- PROBLEM REQUIREMENTS -
Starting with the line that contains "Target = rear windshield" and going on through the last line of the listing below, rewrite those lines as a numbered list, leaving out any blank lines.
START RECORDS FOR THIS EXERCISE
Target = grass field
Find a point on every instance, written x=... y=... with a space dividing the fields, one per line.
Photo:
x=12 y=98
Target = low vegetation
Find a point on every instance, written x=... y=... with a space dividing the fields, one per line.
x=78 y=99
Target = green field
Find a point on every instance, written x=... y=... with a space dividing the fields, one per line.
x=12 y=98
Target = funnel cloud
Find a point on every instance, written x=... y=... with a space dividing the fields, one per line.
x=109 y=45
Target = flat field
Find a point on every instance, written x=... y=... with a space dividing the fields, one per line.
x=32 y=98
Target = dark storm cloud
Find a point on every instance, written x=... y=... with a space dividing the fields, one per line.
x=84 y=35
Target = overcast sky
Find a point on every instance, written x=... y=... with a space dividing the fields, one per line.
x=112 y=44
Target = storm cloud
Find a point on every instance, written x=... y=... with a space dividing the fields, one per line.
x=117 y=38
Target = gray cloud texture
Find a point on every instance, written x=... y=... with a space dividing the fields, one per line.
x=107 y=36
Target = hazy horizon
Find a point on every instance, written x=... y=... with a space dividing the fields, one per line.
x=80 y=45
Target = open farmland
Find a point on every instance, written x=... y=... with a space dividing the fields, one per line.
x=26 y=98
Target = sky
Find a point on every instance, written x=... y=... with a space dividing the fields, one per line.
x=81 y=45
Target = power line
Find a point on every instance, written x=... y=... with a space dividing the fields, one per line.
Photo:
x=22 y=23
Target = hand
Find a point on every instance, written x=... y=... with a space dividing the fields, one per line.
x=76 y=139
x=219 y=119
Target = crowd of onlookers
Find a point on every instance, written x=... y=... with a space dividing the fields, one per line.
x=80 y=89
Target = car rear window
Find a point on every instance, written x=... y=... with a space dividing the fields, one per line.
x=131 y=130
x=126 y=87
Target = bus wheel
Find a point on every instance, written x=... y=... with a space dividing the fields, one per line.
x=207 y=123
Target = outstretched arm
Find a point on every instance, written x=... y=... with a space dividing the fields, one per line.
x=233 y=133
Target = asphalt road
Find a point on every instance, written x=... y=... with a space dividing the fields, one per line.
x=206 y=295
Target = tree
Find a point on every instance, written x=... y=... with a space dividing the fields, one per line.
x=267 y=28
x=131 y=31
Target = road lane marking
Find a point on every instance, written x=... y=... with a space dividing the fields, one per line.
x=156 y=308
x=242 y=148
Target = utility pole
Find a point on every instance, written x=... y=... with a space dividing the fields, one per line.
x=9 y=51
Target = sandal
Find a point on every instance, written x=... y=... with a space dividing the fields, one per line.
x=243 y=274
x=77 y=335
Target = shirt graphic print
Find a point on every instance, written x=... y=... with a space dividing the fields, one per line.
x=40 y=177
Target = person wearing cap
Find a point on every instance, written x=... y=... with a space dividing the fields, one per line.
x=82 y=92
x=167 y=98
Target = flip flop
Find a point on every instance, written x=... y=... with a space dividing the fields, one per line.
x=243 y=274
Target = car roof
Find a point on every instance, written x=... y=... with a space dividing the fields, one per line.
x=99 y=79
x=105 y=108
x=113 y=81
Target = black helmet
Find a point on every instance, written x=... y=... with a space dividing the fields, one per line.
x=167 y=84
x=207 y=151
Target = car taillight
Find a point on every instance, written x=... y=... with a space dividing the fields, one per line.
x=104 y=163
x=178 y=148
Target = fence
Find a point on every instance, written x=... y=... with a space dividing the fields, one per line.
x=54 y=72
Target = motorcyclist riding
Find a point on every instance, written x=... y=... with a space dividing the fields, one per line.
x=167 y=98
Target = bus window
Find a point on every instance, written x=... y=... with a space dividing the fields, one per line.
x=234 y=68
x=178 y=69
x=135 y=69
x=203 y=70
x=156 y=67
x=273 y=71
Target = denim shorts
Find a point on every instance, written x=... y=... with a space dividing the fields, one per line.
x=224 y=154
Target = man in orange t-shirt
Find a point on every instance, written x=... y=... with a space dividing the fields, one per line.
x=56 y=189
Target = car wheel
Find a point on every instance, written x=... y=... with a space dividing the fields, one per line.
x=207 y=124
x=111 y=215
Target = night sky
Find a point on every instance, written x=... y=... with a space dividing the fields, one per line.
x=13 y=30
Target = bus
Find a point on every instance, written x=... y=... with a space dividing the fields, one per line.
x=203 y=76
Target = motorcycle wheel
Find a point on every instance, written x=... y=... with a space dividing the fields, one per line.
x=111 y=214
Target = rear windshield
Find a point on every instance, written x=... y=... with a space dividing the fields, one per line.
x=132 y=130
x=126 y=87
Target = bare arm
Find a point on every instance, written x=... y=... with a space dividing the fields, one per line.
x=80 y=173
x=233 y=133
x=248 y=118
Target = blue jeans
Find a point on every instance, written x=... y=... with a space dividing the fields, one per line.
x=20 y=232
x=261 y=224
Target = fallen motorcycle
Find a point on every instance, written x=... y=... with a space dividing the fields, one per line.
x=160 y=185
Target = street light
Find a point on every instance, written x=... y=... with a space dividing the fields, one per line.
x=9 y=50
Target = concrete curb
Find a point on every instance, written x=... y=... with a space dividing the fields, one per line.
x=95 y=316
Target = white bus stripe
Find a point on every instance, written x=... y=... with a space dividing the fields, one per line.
END RECORDS FOR THIS EXERCISE
- ANSWER IN FULL -
1. Target = rear windshield
2. Find a point on every instance, written x=... y=... with a space dividing the fields, one per line.
3. x=132 y=130
4. x=126 y=87
5. Target = bare arm
6. Find a point on every instance, written x=... y=... with a space dividing the fields, one per line.
7. x=80 y=173
8. x=233 y=133
9. x=248 y=118
10. Target = blue jeans
11. Find a point on every instance, written x=... y=... with a space dividing the fields, one per line.
12. x=20 y=232
13. x=261 y=224
14. Target = fallen motorcycle
15. Find a point on every instance, written x=... y=... with a space dividing the fields, one per line.
16. x=160 y=185
17. Target = street light
18. Find a point on every instance, written x=... y=... with a space dividing the fields, one per line.
19. x=9 y=50
20. Target = concrete curb
21. Find a point on every instance, written x=... y=... with a space dividing the fields, one per line.
22. x=95 y=316
23. Target = white bus stripe
24. Find a point on every instance, written x=... y=... with a space dividing the fields, one per line.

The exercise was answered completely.